:: CHALLENGE 1 ::
Show every line of the entries below that contains the word "ceiling".

:: DOCUMENT SEGMENT ::
[start]

Would love some advise before I go through with this!


----------



## beat2020 (Dec 31, 2009)

He's stunning!

BTW Actually he's not a "blue dragon." A blue dragon is supposed to be a gray/blue dragon bicolor like red dragons.

Here's an example of a red dragon










The blue dragon is supposed to have the same body color as the fish above but with blue fins....


----------



## Luimeril (Dec 29, 2010)

either way, this boy is BEAUTIFUL, and will make stunning babies. o3o

i'm not 100% sure how to get bettas off aquabid from overseas people. x-X


----------



## PewPewPew (Nov 26, 2010)

You buy the fish, you pay usually about $5 to the seller, who is shipping hundreds of bettas to the US at one time to keep it cost effective- youre paying your share. They get shipped to the transhipper either you choose or is closest to you, who you pay the $20+ to for shipping via USPS, etc.

:B

Jen Viviaros (spelling...) is great, I love how she ships!


----------



## russalka (Mar 23, 2011)

Transhipping costs are higher if you express ship. This is the link to Jen's/Hopdiggity's transhipping page. Cost for one betta with express shipping is $37 and it's $19 for priority shipping.

I like this other fish that seller is offering.


----------



## Gizmothefreaky (Apr 10, 2011)

Wait, do you pay that fee all at once, or do you pay the transshipper when the fish gets to them? -confused-


----------



## Tisia (Mar 15, 2011)

I think you pay the seller the price of the fish and the $5ish fee, then when it gets to your transhipper, you pay them shipping/etc fees and they mail it to you


----------



## bettalover2033 (Feb 17, 2010)

Exactly. And as for you lichiwolf, Good luck because he would make such a good addition to your pack

Beat2020: Thank you for clarifying that for me. i thought that blue dragons have the blue dragon scales, but apparently they dont lol. Thanks again.


----------



## tracyalexa (Mar 29, 2011)

It will end up more around $65 / $70. $5 to ship from Thailand then it gets to your transhipper, then to you it's another $30 or so. Good luck!


----------



## bettalover2033 (Feb 17, 2010)

So are you really thinking of going through with this?


----------



## tracyalexa (Mar 29, 2011)

hmm, no bids yet. he is stunning. but I just went through the whole shipping deal. waiting a while before I do it again!!

[end]

:: RECORDS SUPPLIED ::
[start]

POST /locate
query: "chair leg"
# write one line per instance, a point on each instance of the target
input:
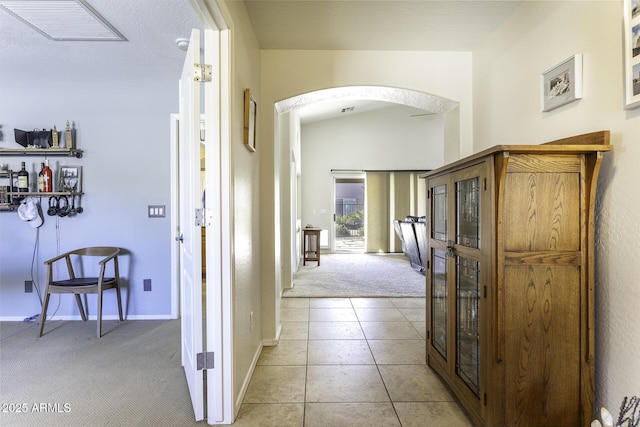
(43, 315)
(119, 301)
(81, 307)
(99, 318)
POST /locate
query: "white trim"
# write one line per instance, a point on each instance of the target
(247, 380)
(93, 317)
(174, 168)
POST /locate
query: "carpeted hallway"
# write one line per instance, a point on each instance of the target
(358, 276)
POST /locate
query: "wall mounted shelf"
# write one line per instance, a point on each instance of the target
(70, 152)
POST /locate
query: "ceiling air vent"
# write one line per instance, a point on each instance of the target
(63, 20)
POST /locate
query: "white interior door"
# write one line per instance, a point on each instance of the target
(207, 341)
(190, 196)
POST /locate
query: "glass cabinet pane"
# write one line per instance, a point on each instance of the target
(439, 300)
(467, 327)
(468, 212)
(439, 213)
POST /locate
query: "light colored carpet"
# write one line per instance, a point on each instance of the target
(130, 377)
(358, 276)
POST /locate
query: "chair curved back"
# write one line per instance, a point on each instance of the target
(84, 285)
(96, 251)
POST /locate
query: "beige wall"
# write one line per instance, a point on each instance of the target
(507, 71)
(245, 66)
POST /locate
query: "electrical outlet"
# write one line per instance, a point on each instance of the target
(156, 211)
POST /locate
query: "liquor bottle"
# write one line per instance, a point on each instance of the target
(41, 179)
(23, 180)
(54, 137)
(47, 176)
(68, 136)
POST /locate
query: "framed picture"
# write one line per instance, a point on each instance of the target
(631, 54)
(562, 84)
(70, 179)
(250, 114)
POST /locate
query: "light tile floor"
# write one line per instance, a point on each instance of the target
(349, 362)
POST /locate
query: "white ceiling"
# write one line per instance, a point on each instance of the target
(152, 27)
(376, 24)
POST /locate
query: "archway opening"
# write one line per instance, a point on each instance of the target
(293, 113)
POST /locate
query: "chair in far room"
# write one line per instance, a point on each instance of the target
(101, 256)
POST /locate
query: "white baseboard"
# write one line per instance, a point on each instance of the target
(93, 317)
(247, 380)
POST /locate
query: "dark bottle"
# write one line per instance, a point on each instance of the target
(41, 179)
(47, 178)
(23, 180)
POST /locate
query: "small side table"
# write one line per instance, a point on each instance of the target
(311, 245)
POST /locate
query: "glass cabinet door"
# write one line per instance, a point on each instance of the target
(439, 288)
(439, 301)
(468, 282)
(468, 213)
(467, 324)
(439, 213)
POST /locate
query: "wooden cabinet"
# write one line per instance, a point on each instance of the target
(510, 281)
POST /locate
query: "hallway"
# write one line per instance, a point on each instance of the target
(349, 362)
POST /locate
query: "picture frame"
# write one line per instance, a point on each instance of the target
(250, 115)
(561, 84)
(631, 54)
(70, 179)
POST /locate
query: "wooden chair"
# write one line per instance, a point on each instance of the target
(83, 285)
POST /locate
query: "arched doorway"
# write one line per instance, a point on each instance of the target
(291, 112)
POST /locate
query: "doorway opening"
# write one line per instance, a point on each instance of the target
(348, 215)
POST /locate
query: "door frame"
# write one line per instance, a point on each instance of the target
(335, 176)
(221, 407)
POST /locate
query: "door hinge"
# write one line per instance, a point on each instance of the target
(205, 360)
(204, 217)
(202, 73)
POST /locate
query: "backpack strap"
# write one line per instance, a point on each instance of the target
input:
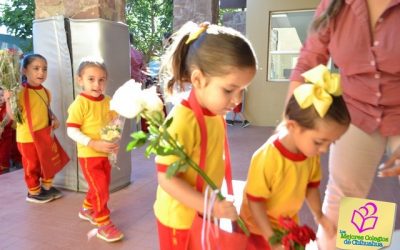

[end]

:: CHALLENGE 2 ::
Write out everything in the betta forum thread above, from "## PewPewPew (Nov" down to "(Mar 23, 2011)".

:: WRITTEN REPLY 1 ::
query: "ceiling air vent"
query: "white ceiling"

:: WRITTEN REPLY 2 ::
## PewPewPew (Nov 26, 2010)

You buy the fish, you pay usually about $5 to the seller, who is shipping hundreds of bettas to the US at one time to keep it cost effective- youre paying your share. They get shipped to the transhipper either you choose or is closest to you, who you pay the $20+ to for shipping via USPS, etc.

:B

Jen Viviaros (spelling...) is great, I love how she ships!


----------



## russalka (Mar 23, 2011)